:: EXERCISE GOAL ::
Return each line of the data below that contains the word "grass".

======

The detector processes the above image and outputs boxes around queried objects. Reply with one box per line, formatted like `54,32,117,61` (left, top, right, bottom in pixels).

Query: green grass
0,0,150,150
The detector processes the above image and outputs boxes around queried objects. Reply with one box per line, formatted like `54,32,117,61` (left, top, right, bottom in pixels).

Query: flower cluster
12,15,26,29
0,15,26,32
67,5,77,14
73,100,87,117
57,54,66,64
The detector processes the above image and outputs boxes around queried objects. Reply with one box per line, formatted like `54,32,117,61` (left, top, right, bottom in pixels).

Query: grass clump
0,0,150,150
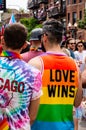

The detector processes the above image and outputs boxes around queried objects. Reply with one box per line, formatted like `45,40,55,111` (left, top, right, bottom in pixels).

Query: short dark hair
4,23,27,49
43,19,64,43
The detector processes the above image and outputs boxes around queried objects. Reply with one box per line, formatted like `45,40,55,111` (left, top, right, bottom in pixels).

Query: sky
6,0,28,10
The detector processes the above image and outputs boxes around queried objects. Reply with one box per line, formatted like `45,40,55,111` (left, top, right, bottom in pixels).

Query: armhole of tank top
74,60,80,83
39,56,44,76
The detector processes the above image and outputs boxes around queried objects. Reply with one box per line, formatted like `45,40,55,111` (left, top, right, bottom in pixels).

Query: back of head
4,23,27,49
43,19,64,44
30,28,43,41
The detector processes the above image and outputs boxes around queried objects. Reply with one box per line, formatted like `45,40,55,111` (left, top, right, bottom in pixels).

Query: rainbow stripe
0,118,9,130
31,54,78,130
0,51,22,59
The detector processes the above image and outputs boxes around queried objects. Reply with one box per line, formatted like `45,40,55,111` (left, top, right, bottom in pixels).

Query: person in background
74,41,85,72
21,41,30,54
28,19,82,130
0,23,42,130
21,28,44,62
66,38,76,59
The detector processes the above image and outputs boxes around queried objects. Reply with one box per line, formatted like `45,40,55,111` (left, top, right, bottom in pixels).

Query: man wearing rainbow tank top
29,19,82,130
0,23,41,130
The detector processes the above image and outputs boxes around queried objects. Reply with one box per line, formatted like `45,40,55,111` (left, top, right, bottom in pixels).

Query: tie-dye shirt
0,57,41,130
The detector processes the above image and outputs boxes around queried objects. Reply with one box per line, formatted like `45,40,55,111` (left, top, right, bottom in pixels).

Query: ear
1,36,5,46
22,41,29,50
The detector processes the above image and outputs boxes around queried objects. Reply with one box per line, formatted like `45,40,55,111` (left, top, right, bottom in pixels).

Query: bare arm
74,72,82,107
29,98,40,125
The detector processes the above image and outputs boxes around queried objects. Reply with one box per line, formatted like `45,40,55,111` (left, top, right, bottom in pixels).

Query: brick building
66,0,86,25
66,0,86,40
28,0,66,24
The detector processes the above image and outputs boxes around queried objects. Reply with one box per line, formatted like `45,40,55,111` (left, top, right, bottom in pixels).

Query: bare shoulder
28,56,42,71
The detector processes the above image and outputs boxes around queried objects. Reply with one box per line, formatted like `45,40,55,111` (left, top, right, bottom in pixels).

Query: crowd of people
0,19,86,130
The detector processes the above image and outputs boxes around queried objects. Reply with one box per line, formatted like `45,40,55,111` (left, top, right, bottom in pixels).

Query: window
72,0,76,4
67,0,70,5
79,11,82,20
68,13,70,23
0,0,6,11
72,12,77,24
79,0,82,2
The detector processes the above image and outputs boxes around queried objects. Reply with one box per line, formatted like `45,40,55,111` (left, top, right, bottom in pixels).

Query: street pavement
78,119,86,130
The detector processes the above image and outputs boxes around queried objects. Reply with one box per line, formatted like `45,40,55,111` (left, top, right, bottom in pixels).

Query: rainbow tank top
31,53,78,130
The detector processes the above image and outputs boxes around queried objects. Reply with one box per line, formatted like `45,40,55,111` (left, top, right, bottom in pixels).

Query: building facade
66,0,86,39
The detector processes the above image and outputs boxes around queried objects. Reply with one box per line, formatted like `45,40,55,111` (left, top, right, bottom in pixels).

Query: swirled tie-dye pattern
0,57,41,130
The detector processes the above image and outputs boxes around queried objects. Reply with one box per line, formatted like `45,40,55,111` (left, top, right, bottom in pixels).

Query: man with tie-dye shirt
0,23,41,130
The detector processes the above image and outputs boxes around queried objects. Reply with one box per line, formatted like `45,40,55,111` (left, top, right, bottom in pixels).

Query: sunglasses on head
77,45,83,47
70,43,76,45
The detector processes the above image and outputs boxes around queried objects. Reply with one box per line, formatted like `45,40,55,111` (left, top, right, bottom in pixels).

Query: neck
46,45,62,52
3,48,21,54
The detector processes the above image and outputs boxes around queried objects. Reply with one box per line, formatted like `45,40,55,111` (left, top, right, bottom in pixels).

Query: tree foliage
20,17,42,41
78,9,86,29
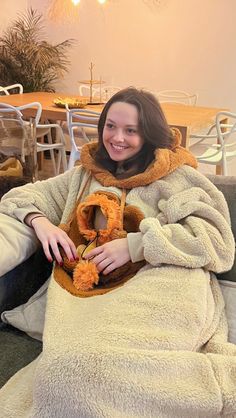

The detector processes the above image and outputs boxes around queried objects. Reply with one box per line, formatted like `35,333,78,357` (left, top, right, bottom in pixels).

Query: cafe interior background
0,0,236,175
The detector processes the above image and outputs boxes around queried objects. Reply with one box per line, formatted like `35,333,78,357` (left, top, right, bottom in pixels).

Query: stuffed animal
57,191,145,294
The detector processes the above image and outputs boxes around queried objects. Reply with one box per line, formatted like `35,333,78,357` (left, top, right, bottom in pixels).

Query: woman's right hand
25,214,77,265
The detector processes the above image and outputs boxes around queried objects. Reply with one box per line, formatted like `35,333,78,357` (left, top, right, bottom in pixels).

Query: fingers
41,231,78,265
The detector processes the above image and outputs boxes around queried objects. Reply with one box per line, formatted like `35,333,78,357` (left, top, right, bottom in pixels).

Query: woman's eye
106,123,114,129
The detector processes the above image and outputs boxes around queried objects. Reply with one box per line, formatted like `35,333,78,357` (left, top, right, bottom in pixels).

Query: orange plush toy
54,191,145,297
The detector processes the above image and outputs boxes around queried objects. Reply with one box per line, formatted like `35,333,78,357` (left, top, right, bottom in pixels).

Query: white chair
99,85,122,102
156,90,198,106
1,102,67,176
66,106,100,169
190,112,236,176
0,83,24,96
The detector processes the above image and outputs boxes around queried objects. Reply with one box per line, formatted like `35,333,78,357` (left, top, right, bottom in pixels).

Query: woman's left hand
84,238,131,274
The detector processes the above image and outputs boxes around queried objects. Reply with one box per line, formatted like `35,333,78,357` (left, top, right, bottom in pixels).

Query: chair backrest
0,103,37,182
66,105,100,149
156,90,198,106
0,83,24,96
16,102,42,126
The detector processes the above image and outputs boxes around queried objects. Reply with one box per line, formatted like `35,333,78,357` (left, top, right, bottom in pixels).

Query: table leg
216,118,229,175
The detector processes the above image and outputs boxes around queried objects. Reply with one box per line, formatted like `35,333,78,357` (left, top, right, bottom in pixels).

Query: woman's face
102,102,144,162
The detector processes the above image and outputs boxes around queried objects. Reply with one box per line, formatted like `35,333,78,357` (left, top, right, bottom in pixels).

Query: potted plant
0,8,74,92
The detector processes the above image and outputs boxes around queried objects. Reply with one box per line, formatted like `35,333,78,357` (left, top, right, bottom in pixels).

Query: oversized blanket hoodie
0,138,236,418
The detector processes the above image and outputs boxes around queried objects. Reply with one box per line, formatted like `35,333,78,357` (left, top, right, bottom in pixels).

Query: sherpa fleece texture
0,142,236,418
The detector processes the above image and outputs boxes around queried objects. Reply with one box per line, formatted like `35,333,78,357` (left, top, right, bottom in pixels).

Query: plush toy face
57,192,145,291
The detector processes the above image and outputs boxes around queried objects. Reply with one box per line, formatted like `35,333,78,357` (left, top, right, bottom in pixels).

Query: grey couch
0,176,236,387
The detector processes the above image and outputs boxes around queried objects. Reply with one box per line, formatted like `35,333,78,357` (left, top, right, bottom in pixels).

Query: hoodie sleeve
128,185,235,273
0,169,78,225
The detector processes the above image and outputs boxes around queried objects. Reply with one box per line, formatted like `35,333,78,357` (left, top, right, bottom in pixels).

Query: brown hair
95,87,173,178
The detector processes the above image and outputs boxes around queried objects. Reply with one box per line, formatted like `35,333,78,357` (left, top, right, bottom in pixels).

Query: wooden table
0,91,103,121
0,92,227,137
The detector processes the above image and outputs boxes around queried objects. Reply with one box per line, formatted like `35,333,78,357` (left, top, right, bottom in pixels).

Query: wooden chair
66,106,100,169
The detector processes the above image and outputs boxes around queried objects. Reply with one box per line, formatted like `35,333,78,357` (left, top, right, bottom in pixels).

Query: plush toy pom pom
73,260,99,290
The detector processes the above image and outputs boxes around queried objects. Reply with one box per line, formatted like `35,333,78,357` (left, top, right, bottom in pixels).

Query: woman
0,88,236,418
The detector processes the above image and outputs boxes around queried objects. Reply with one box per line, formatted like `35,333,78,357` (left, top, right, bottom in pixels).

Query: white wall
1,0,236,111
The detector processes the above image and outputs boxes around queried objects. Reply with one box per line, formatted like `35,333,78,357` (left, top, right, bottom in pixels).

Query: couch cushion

======

:: RESULT OF THIS EXERCISE ::
Query: green grass
Query: grass clump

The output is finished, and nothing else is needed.